#### [Records for the task]
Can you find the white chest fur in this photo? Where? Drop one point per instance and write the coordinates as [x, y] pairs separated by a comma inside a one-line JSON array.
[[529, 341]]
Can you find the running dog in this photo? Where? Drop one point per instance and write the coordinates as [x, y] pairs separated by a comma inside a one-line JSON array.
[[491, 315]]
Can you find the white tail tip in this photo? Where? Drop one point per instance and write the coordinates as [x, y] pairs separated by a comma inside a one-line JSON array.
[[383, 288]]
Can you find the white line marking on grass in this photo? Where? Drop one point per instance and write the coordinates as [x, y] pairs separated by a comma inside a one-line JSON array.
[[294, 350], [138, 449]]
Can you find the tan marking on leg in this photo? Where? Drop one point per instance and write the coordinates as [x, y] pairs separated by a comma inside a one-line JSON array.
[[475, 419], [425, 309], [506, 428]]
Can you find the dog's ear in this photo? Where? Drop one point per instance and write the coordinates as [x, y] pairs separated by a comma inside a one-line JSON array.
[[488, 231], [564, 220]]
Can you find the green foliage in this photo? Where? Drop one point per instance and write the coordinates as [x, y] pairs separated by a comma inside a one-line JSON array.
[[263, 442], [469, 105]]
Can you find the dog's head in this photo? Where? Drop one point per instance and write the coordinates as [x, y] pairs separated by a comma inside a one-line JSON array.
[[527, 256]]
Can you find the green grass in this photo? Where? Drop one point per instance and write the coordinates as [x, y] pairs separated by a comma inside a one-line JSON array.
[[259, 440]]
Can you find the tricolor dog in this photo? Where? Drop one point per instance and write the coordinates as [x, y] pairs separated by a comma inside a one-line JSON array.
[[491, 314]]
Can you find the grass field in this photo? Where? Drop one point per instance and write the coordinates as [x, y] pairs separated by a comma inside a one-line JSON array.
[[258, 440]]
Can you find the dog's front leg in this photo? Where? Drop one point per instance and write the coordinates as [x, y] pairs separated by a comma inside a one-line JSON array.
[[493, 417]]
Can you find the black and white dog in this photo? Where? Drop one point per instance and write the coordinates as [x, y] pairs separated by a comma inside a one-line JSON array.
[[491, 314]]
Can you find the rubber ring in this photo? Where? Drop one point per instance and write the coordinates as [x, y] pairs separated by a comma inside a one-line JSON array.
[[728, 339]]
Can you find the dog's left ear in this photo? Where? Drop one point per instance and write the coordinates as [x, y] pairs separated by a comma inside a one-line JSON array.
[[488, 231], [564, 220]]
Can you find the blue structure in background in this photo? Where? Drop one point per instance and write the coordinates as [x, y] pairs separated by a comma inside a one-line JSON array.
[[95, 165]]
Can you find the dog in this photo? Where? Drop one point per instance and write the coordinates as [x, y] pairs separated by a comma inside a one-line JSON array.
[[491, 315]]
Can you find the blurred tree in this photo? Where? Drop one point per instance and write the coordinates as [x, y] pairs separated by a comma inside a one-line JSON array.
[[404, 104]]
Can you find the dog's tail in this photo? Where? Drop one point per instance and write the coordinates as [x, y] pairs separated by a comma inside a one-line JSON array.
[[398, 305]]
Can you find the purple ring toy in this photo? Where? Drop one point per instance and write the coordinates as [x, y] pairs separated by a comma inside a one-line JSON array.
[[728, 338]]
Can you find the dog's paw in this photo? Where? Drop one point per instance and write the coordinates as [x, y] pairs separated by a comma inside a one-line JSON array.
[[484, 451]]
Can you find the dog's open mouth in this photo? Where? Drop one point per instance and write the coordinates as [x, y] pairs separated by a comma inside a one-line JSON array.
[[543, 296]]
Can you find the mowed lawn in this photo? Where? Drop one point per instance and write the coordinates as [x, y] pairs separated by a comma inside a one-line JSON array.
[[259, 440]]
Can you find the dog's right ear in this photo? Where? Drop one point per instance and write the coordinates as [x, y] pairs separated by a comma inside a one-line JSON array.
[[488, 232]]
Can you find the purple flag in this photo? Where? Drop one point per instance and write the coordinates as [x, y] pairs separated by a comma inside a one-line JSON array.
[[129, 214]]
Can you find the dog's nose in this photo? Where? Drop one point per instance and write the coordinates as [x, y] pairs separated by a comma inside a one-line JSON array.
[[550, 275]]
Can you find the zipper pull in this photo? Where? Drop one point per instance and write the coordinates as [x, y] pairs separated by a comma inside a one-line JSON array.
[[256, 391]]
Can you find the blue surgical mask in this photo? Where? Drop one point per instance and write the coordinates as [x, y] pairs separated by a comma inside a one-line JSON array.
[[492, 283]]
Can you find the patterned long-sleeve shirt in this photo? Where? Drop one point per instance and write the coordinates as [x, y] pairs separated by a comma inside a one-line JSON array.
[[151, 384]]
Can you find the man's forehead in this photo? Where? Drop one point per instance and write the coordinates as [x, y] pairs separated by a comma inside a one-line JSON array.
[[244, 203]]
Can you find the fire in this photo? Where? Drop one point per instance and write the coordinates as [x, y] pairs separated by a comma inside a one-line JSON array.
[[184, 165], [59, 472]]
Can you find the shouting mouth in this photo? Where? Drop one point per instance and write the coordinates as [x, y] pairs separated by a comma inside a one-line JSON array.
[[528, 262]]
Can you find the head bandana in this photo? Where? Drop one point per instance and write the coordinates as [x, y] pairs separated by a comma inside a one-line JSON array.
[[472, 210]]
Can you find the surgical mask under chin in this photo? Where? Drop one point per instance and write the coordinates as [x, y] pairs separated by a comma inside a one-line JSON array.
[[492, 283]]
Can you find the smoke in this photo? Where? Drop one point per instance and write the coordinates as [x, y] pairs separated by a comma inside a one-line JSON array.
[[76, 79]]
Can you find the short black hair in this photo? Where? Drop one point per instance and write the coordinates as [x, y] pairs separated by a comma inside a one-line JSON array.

#### [Work task]
Every record above must be set down again, word for word.

#### [Result for this task]
Can you find the white chest fur in this photo? Where? Drop one point per instance and write the coordinates as [x, y] pairs separated by a comma inside a one-line JSON array.
[[529, 341]]
Can you find the running dog in this photo? Where? Drop one point per instance and write the coordinates as [x, y] pairs separated by a comma inside a one-line JSON array.
[[491, 315]]
Can you find the white tail tip in this photo? Where? Drop one point per instance and write the coordinates as [x, y] pairs separated by a comma inside a one-line JSON array.
[[383, 288]]
Can you find the white line marking on grass in this photo? Where? Drop one point per instance and write the coordinates as [x, y] pairs separated by a comma inside a one-line JSON array.
[[294, 350], [138, 449]]
Can you find the tan marking on leg in this photo? Where? Drop one point per instance and write the coordinates as [x, y] pairs separated by a comma inside a one-line JSON array.
[[475, 419], [425, 309], [506, 428]]
Can you find the dog's ear in this photo? Where? Drop one point per instance and write the coordinates as [x, y] pairs separated by a comma inside a one-line JSON array.
[[488, 231], [564, 220]]
Can you find the green foliage in this photo? Where? Drop one point per instance and write the coordinates as [x, y] pairs separated by a comma inside a one-line JSON array.
[[263, 442], [469, 105]]
Can you find the dog's head in this photo? Where? Drop one point per instance and write the coordinates as [x, y] pairs separated by a comma inside a one-line JSON array.
[[527, 256]]
Can you find the green grass in this photo? Where? Drop one point per instance and write the coordinates as [x, y] pairs separated by a comma inside a one-line JSON array.
[[259, 440]]
Can you find the tricolor dog in this photo? Where? Drop one point per instance and write the coordinates as [x, y] pairs separated by a comma inside a one-line JSON array.
[[491, 314]]
Can you find the grass field in this photo? Where? Drop one point per instance and write the coordinates as [x, y] pairs separated by a comma inside a one-line JSON array.
[[258, 440]]
Can you find the dog's front leg in this photo? Where? Drop one point per instance and write the coordinates as [x, y] pairs separated by a comma inside a one-line JSON array.
[[493, 417]]
Can you find the black and white dog in this photo? Where? Drop one point per instance and write the coordinates as [x, y] pairs separated by a comma inside a one-line JSON array.
[[491, 314]]
Can you find the rubber ring in this photo? Where? Drop one point per instance and write the coordinates as [x, y] pairs separated by a comma inside a one-line JSON array.
[[728, 339]]
Can you find the dog's left ear in this photo? Where? Drop one point per instance and write the coordinates as [x, y] pairs separated by a comma inside a one-line JSON array.
[[488, 231], [564, 220]]
Can you find the blue structure in background in this photo? Where? Drop one point per instance and write the coordinates as [x, y] pairs separated by a comma inside a one-line JSON array.
[[95, 165]]
Can you find the dog in this photo? Where? Drop one point per instance and write the coordinates as [x, y] pairs separated by a comma inside a one-line JSON array.
[[491, 315]]
Can you find the blurred tree in this photo? Where? Drop one point per instance and write the coordinates as [x, y] pairs separated by a comma inside a one-line JSON array.
[[404, 104]]
Can you find the dog's tail in this photo? Where? Drop one point per instance and write the coordinates as [x, y] pairs separated by a comma inside a one-line JSON array.
[[398, 305]]
Can you find the purple ring toy in this photo? Where? Drop one point per instance and write the coordinates as [x, y] pairs separated by a comma inside a one-line JSON array.
[[728, 338]]
Can you find the dog's paw in this photo? Where? Drop one point per instance and write the coordinates as [x, y] pairs separated by a comma inside a one-line JSON array.
[[484, 451]]
Can you find the dog's open mouth in this photo? Where? Drop one point per instance and write the coordinates as [x, y] pairs separated by a comma inside a one-line JSON array.
[[543, 296]]
Can you find the mowed lawn in this photo? Where? Drop one point per instance and write the coordinates as [x, y] pairs separated by a comma inside a one-line JSON array.
[[259, 440]]
Can you find the dog's right ear in this photo? Where? Drop one point per instance and write the coordinates as [x, y] pairs separated by a comma inside a one-line JSON array.
[[488, 232]]
Can you find the purple flag in this photo? Where? Drop one point per instance and write the coordinates as [x, y] pairs separated by a comma inside a one-line JSON array.
[[129, 214]]
Can you find the dog's nose in this photo? Where? Drop one point per instance and write the coordinates as [x, y] pairs separated by a comma inside a one-line JSON array.
[[550, 275]]
Can you find the zipper pull in this photo? Where? Drop one point per instance and write the coordinates as [x, y] pairs separated by a comma inside a one-line JSON array.
[[256, 391]]
Can you find the blue surgical mask in this photo? Where? Drop one point per instance and write the coordinates as [x, y] pairs separated by a comma inside a one-line JSON array.
[[492, 283]]
Can you find the patterned long-sleeve shirt in this photo? Where? Drop one point per instance and write the coordinates as [x, y] pairs separated by a comma inside a one-line JSON array.
[[151, 384]]
Can you find the man's forehead in this photo? Where? Drop one point per instance and write the coordinates as [x, y] pairs separated by a comma inside a one-line JSON array.
[[244, 203]]
Can you find the fire in this photo? Where? Drop one point per instance and write the coordinates as [x, y] pairs separated by a comma inside a one-line JSON array.
[[184, 165], [59, 472]]
Can you find the shouting mouth in this photo? Where? Drop one point per instance and write the coordinates as [x, y] pairs separated by a comma inside a one-line JSON array.
[[528, 262]]
Can you find the head bandana in this photo? Where? Drop one point per instance and write the coordinates as [x, y] pairs separated by a comma inside a one-line JSON array.
[[472, 210]]
Can you find the surgical mask under chin in this photo? Where? Drop one point per instance and write the coordinates as [x, y] pairs separated by a comma inside a one-line JSON array.
[[492, 283]]
Can you find the smoke in this photo? Where? Drop one point per instance and write the coordinates as [x, y] pairs separated by a comma inside a one-line JSON array.
[[76, 79]]
Can you find the short black hair in this photo? Where? Drop one point per instance and write the coordinates as [x, y] pairs separated by a comma inside a one-line JSON array.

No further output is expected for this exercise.